What to produce:
A word-for-word restatement of every entry is what is needed here.

--- --- ---

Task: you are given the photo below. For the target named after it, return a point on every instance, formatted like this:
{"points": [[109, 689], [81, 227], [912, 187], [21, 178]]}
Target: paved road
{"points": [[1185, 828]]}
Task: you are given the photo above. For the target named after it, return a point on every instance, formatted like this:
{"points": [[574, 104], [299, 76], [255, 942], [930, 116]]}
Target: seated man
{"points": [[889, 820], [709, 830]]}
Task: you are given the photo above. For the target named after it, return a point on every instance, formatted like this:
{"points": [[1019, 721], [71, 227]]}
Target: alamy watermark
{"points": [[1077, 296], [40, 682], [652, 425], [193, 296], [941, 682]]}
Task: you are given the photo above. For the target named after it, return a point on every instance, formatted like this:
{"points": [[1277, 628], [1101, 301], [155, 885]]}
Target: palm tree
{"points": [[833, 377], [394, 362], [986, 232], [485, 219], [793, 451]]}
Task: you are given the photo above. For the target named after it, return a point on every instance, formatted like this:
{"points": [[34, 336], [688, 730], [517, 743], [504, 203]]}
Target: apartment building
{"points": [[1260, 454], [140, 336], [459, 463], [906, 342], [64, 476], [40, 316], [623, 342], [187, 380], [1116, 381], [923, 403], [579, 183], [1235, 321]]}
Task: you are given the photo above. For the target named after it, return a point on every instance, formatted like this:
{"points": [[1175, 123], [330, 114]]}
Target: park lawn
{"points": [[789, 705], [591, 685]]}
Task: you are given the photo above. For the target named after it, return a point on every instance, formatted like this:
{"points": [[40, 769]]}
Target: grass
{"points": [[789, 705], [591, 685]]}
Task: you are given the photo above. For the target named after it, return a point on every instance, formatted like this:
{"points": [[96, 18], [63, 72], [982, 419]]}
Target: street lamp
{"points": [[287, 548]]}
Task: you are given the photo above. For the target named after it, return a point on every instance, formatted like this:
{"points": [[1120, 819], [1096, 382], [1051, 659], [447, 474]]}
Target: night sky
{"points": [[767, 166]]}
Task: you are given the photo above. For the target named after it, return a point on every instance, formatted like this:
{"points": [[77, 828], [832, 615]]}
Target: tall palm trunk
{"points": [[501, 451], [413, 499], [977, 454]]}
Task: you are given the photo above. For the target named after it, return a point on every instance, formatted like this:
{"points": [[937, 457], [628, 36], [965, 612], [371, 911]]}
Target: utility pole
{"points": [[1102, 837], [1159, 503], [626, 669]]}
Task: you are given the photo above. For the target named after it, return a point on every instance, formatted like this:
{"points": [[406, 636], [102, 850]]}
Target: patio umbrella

--- --- ---

Written response:
Task: you are given the photo below. For the target named after it, return a point on every instance, formatted like this:
{"points": [[109, 689], [81, 227], [912, 187], [21, 178]]}
Target: paved road
{"points": [[1185, 828]]}
Task: you are given the photo above. For the target named after it, return a point on every instance, formatted like this:
{"points": [[574, 104], [299, 76], [255, 942], [930, 116]]}
Target: seated man
{"points": [[889, 820], [709, 830]]}
Task: you are given the photo above. For the target named after it, return a point on every instance, formatted like this:
{"points": [[1019, 721], [71, 227]]}
Target: alamy watermark
{"points": [[1077, 296], [40, 682], [652, 425], [193, 296], [941, 682]]}
Task: you are given the photo above. For the target named after it, return a point on every instance, formatted like this:
{"points": [[1277, 628], [1101, 301], [155, 885]]}
Target: palm tree
{"points": [[833, 377], [394, 362], [986, 232], [485, 219], [793, 451]]}
Task: you are given the photo above. For the target named after it, return a point on every instance, formatted like this:
{"points": [[34, 336], [688, 730], [517, 743], [504, 203]]}
Target: apartment building
{"points": [[1260, 454], [140, 336], [459, 463], [906, 342], [64, 476], [40, 316], [623, 342], [187, 380], [1116, 381], [923, 403], [579, 183], [1235, 321]]}
Task: you are given the photo above. For the target named after it, return a point on every instance, formatted like this:
{"points": [[1175, 123], [330, 114]]}
Target: park lawn
{"points": [[789, 705], [591, 685]]}
Task: you are given the photo above. For the target named after it, return a point on every instance, formatted like this:
{"points": [[40, 769]]}
Target: grass
{"points": [[789, 705], [591, 685]]}
Task: you are given the photo above. For the target named after it, return a point on every instance, formatted like this:
{"points": [[96, 18], [63, 72], [982, 419]]}
Target: street lamp
{"points": [[287, 548]]}
Task: you are given the photo above. For the target named after it, return a point on every instance, formatted like this:
{"points": [[1120, 819], [1096, 382], [1051, 659], [447, 474]]}
Target: night sky
{"points": [[767, 166]]}
Task: you are given the photo above. For the target named after it, return a point on every instance, formatted like this:
{"points": [[77, 828], [832, 615]]}
Target: tall palm trunk
{"points": [[501, 451], [413, 499], [977, 454]]}
Task: you are given the photo above. For the target named after it, return a point on every instance, formatted like this:
{"points": [[937, 457], [628, 36], [965, 612], [371, 911]]}
Target: utility pole
{"points": [[1102, 837], [1159, 503], [626, 669]]}
Task: you are given the photo above. For the target named after it, return a point on every instance, formatted like this:
{"points": [[406, 636], [102, 850]]}
Target: patio umbrella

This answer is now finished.